# [What to work on]
Reproduce all of the data below word for word, leaving out the pictures.

# [Dataset records]
= = = =

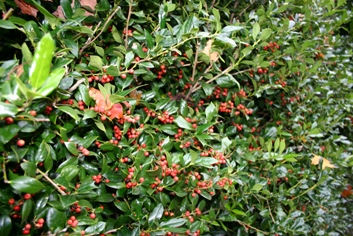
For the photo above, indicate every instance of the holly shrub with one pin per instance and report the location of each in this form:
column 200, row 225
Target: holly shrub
column 176, row 117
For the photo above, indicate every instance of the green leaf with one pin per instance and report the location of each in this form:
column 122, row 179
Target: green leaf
column 128, row 58
column 227, row 81
column 6, row 225
column 8, row 132
column 26, row 210
column 67, row 8
column 72, row 45
column 210, row 112
column 116, row 35
column 206, row 162
column 26, row 53
column 55, row 219
column 96, row 62
column 53, row 21
column 7, row 109
column 257, row 187
column 43, row 152
column 40, row 67
column 149, row 39
column 96, row 228
column 122, row 205
column 173, row 223
column 231, row 28
column 72, row 112
column 5, row 24
column 26, row 184
column 182, row 123
column 156, row 214
column 255, row 30
column 217, row 17
column 265, row 34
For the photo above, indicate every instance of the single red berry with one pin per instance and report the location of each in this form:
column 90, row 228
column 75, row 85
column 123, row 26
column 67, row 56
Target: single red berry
column 9, row 120
column 11, row 201
column 21, row 142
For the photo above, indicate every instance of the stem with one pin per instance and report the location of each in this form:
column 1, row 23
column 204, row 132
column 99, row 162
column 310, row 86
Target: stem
column 195, row 62
column 7, row 14
column 4, row 171
column 232, row 15
column 76, row 85
column 51, row 181
column 127, row 24
column 89, row 42
column 193, row 88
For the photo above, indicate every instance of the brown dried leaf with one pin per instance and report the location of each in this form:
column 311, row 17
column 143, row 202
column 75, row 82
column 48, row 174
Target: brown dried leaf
column 325, row 162
column 26, row 8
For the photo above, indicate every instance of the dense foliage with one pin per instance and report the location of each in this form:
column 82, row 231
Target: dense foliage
column 176, row 118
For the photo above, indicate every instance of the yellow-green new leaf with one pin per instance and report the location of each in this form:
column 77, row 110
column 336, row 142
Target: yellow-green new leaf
column 40, row 67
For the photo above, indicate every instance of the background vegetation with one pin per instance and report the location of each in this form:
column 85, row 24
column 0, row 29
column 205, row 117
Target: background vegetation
column 176, row 118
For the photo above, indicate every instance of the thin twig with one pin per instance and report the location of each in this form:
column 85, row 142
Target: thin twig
column 212, row 4
column 42, row 119
column 242, row 12
column 7, row 14
column 76, row 85
column 232, row 15
column 51, row 182
column 89, row 42
column 195, row 62
column 193, row 88
column 269, row 208
column 127, row 24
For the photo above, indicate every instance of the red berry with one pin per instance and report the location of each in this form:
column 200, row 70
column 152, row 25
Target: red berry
column 27, row 196
column 21, row 142
column 9, row 120
column 92, row 216
column 33, row 112
column 40, row 221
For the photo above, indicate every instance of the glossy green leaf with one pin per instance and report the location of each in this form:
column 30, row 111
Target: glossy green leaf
column 96, row 62
column 7, row 109
column 182, row 123
column 7, row 24
column 40, row 67
column 96, row 228
column 26, row 184
column 156, row 214
column 210, row 112
column 70, row 111
column 71, row 44
column 8, row 132
column 55, row 219
column 26, row 210
column 255, row 30
column 6, row 225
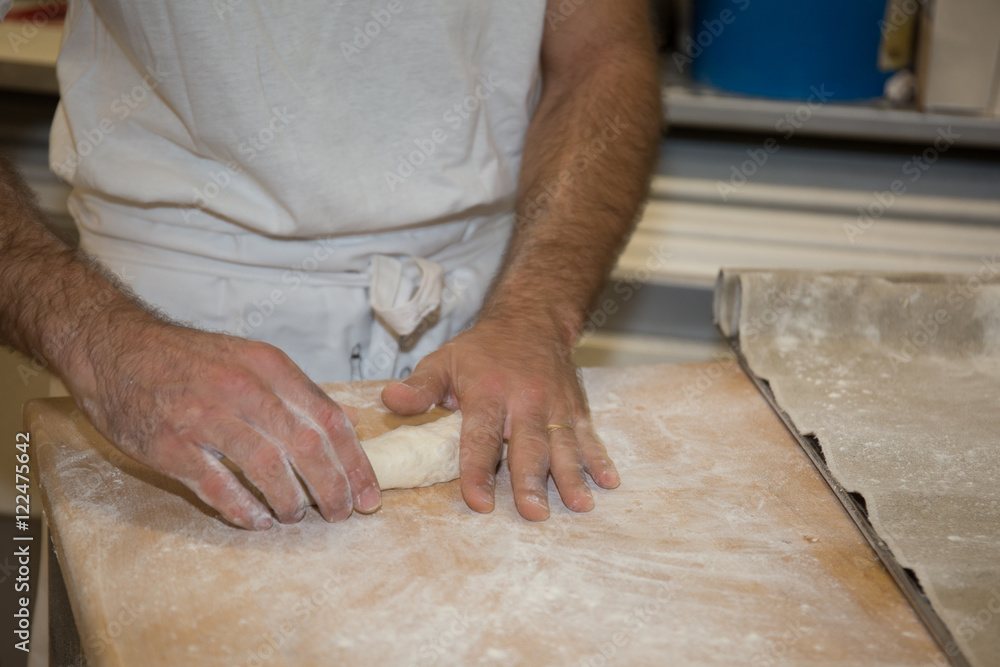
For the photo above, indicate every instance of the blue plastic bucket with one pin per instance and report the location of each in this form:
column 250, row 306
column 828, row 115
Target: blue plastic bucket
column 788, row 48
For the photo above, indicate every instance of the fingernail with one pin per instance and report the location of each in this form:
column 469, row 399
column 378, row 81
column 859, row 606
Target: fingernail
column 536, row 499
column 370, row 500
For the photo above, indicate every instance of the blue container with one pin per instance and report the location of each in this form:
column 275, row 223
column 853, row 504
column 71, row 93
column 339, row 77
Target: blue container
column 788, row 49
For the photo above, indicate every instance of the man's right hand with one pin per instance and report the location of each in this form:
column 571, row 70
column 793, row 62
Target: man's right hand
column 175, row 398
column 179, row 399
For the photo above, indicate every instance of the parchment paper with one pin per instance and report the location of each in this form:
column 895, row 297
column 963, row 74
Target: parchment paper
column 898, row 379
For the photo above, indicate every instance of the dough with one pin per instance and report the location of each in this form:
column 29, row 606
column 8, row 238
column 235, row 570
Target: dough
column 412, row 456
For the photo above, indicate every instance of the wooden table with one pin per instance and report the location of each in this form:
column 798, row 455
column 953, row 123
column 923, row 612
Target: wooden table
column 722, row 546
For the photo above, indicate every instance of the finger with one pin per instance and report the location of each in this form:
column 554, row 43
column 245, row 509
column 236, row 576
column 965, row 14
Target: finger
column 264, row 463
column 216, row 485
column 480, row 446
column 344, row 449
column 305, row 399
column 312, row 455
column 528, row 457
column 351, row 412
column 567, row 470
column 595, row 457
column 426, row 387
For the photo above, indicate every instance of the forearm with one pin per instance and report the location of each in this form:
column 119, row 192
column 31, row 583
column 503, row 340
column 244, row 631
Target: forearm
column 588, row 154
column 51, row 297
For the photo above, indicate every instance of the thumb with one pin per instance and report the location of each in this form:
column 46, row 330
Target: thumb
column 426, row 387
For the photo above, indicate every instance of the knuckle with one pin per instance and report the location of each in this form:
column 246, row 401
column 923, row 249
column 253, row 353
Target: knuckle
column 267, row 464
column 309, row 444
column 483, row 438
column 333, row 419
column 239, row 381
column 534, row 395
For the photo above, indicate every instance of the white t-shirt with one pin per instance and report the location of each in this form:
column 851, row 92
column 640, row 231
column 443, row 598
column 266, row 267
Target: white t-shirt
column 272, row 169
column 292, row 119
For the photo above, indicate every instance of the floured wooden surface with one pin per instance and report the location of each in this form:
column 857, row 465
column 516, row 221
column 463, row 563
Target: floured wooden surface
column 722, row 546
column 898, row 377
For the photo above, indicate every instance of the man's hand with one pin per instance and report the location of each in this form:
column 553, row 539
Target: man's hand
column 513, row 382
column 178, row 400
column 585, row 169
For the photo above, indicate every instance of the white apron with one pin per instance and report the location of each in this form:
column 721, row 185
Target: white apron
column 333, row 177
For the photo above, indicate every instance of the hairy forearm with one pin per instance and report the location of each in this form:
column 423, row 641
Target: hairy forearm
column 55, row 305
column 588, row 155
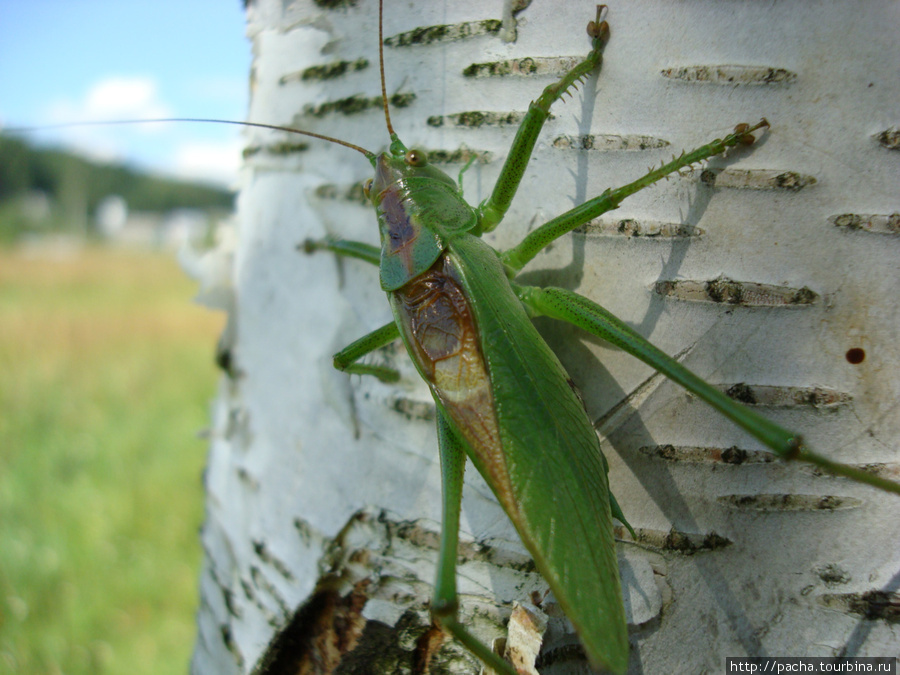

= = = =

# [Full response]
For the photo above, indicate every instance of the holly shrub with one pin per instance and report the location of each in this form:
column 200, row 225
Target: holly shrub
column 176, row 117
For the photo above, indicate every instance of the green leaf with one pin per instance and report the location of each in this form:
column 122, row 179
Target: green leaf
column 128, row 58
column 227, row 81
column 6, row 225
column 8, row 132
column 26, row 210
column 67, row 8
column 72, row 45
column 210, row 112
column 116, row 35
column 206, row 162
column 26, row 53
column 55, row 219
column 96, row 62
column 53, row 21
column 7, row 109
column 257, row 187
column 43, row 152
column 40, row 67
column 149, row 39
column 96, row 228
column 122, row 205
column 173, row 223
column 231, row 28
column 72, row 112
column 5, row 24
column 26, row 184
column 182, row 123
column 156, row 214
column 255, row 30
column 217, row 17
column 265, row 34
For the photo above, indicate every instance of the single red berry with one pin per instance and report the location of each in this form:
column 90, row 228
column 75, row 85
column 123, row 26
column 67, row 56
Target: single red berry
column 9, row 120
column 11, row 201
column 21, row 142
For the photo above, indicate every instance of the stem with one pin per instance and report the location of each in this form:
column 1, row 23
column 204, row 132
column 99, row 162
column 310, row 86
Target: stem
column 195, row 62
column 7, row 14
column 4, row 171
column 232, row 15
column 76, row 85
column 51, row 181
column 127, row 24
column 89, row 42
column 193, row 88
For the photo above, indicate every instance of the brown dried leaf with one pin per instance and report the location of each in this form:
column 311, row 17
column 143, row 202
column 75, row 82
column 48, row 174
Target: brown dried leaf
column 325, row 162
column 26, row 8
For the photo above, indicate every instance of the dense foliage with one pin per instance and report the location of each in this form:
column 82, row 231
Target: dense foliage
column 176, row 118
For the photo above, indicate every instance of the yellow-green new leaf with one pin per instance and report the location of each in this form:
column 77, row 110
column 336, row 142
Target: yellow-green new leaf
column 40, row 67
For the photo above, indicate every instance of the background vegetation with one pin per instance and report the location of each in this form:
column 85, row 24
column 0, row 29
column 205, row 117
Target: background vegetation
column 176, row 118
For the photo above, indicate every instance of the thin twig with one pin per instance and report the location of each in this form:
column 85, row 142
Target: thin twig
column 212, row 4
column 42, row 119
column 242, row 12
column 7, row 14
column 76, row 85
column 232, row 15
column 51, row 182
column 89, row 42
column 195, row 62
column 193, row 88
column 269, row 208
column 127, row 24
For the photo above, indicate every instance of the red berry with one pin per instance and report the location of each in this form:
column 200, row 70
column 152, row 25
Target: red berry
column 27, row 196
column 21, row 142
column 9, row 120
column 92, row 216
column 33, row 112
column 40, row 221
For the photo above, indicate every instance of the glossy green leaf with one pin per instance and report the location of each in this form:
column 30, row 111
Target: glossy green leaf
column 96, row 62
column 7, row 109
column 182, row 123
column 7, row 24
column 40, row 67
column 96, row 228
column 26, row 184
column 156, row 214
column 210, row 112
column 70, row 111
column 71, row 44
column 8, row 132
column 55, row 219
column 26, row 210
column 255, row 30
column 6, row 225
For the photo above, indicate every instance of the blue plastic bucket with one pin per instance and report the location of each in this form:
column 250, row 306
column 828, row 115
Target: blue plastic bucket
column 788, row 48
For the photo above, indicate every instance of the fingernail with one pin per instance and report the location of each in this form:
column 469, row 399
column 378, row 81
column 859, row 606
Target: fingernail
column 536, row 499
column 370, row 500
For the photo above, indicate every instance of the blue container with one pin per instance and report the location of each in this form:
column 275, row 223
column 853, row 504
column 71, row 93
column 339, row 77
Target: blue container
column 788, row 49
For the photo above, indicate every instance of the man's right hand with one pin per instance and report the location of each in this form:
column 571, row 70
column 793, row 62
Target: man's right hand
column 175, row 398
column 179, row 399
For the photo above, indicate every instance of the parchment paper with one pin per instance and report the location of each in this form:
column 895, row 297
column 963, row 74
Target: parchment paper
column 898, row 379
For the photo above, indicate every instance of the dough with one pin per instance and report the location of each in this form:
column 29, row 606
column 8, row 238
column 235, row 570
Target: dough
column 412, row 456
For the photo above, indicate every instance of the wooden table with one pin per instance and report the location of each in this form:
column 798, row 455
column 953, row 123
column 923, row 612
Target: wooden table
column 722, row 546
For the photo above, indicate every instance of the finger with one pin per instance and report the location of each in this form:
column 554, row 43
column 245, row 509
column 236, row 576
column 965, row 14
Target: finger
column 264, row 463
column 216, row 485
column 480, row 446
column 344, row 449
column 305, row 399
column 312, row 455
column 528, row 457
column 351, row 412
column 567, row 470
column 595, row 457
column 426, row 387
For the photo above, indicate every instance of the forearm with one pin per instance and report the location of each in this form:
column 119, row 192
column 31, row 583
column 503, row 340
column 244, row 631
Target: forearm
column 588, row 154
column 51, row 297
For the photo above, indicate every instance of the thumb with one pin per instance and report the location of each in this form:
column 46, row 330
Target: thumb
column 426, row 387
For the photo above, indicate every instance of the knuckle with one pin per instance and report the location of each in this form:
column 246, row 401
column 923, row 249
column 253, row 353
Target: knuckle
column 267, row 464
column 309, row 444
column 483, row 438
column 333, row 419
column 239, row 381
column 534, row 395
For the photo above, indicate every instance of the white t-shirt with one pin per instance and report the location of each in this form:
column 851, row 92
column 640, row 231
column 443, row 598
column 266, row 267
Target: white t-shirt
column 272, row 169
column 292, row 119
For the photo above, indicate every instance of the floured wooden surface with one pin per instance and report the location of each in this form:
column 857, row 465
column 516, row 221
column 463, row 563
Target: floured wooden surface
column 722, row 546
column 898, row 377
For the photo above, indicate every instance of the man's hand with one pin per instance and report the location of each in this form:
column 553, row 539
Target: man's hand
column 513, row 382
column 178, row 400
column 585, row 169
For the photo above, indicate every instance of the white apron with one pin per instance and report the location of each in this form:
column 721, row 185
Target: white apron
column 333, row 177
For the photo above, indicate every instance of the hairy forearm with one pin per instance and report the location of each in this form:
column 423, row 641
Target: hairy forearm
column 55, row 305
column 588, row 155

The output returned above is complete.